=== Section Start ===
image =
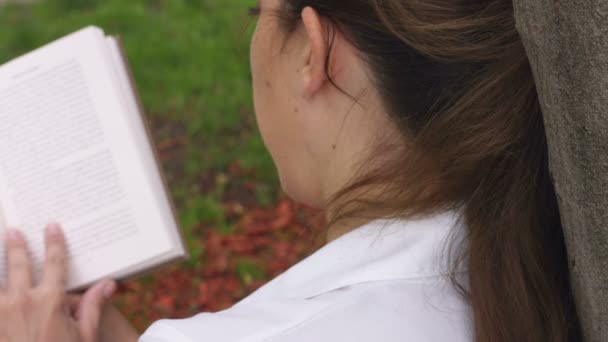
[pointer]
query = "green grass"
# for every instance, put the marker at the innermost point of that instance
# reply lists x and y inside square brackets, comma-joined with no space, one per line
[190,60]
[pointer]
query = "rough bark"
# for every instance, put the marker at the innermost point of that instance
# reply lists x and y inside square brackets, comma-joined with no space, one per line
[567,43]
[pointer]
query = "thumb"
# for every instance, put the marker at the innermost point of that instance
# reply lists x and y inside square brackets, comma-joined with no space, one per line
[91,307]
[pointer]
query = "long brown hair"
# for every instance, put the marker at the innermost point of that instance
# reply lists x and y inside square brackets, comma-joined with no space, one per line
[456,80]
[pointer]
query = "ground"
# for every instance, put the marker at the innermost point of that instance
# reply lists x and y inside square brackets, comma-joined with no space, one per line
[190,61]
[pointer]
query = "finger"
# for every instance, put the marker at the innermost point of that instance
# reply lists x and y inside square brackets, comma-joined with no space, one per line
=== Section End ===
YOUR OBJECTIVE: Please give back every line above exactly as it stands, without pictures.

ANSWER SECTION:
image =
[pointer]
query = "green grass"
# for every instance, put the marker at the innermost point of that instance
# reply lists x and y inside square brackets, comma-joined with no space, one per line
[190,60]
[pointer]
query = "rough bark"
# for every instance, put the marker at the innermost point of that instance
# reply lists x and y inside square brackets, comma-joined with no space, one per line
[567,43]
[pointer]
query = "thumb"
# for every instance, put the marker at the innermost point of that instance
# reply lists x and y inside square brackets, comma-joined with no space, one per line
[91,307]
[pointer]
query = "long brown hair"
# for every instance, put the marker at the innermost point of that instance
# reply lists x and y inside square brackets, comma-joined with no space, one per line
[456,80]
[pointer]
query = "ground"
# for every instance, put the marker at the innermost point of that instance
# reply lists x and y inside square brackets, comma-joined with no space, one per line
[190,61]
[pointer]
query = "finger"
# for every instance, put the marker at the innermost point of that instance
# reply lists x and y inside square brackets, comma-joined with no space, one per line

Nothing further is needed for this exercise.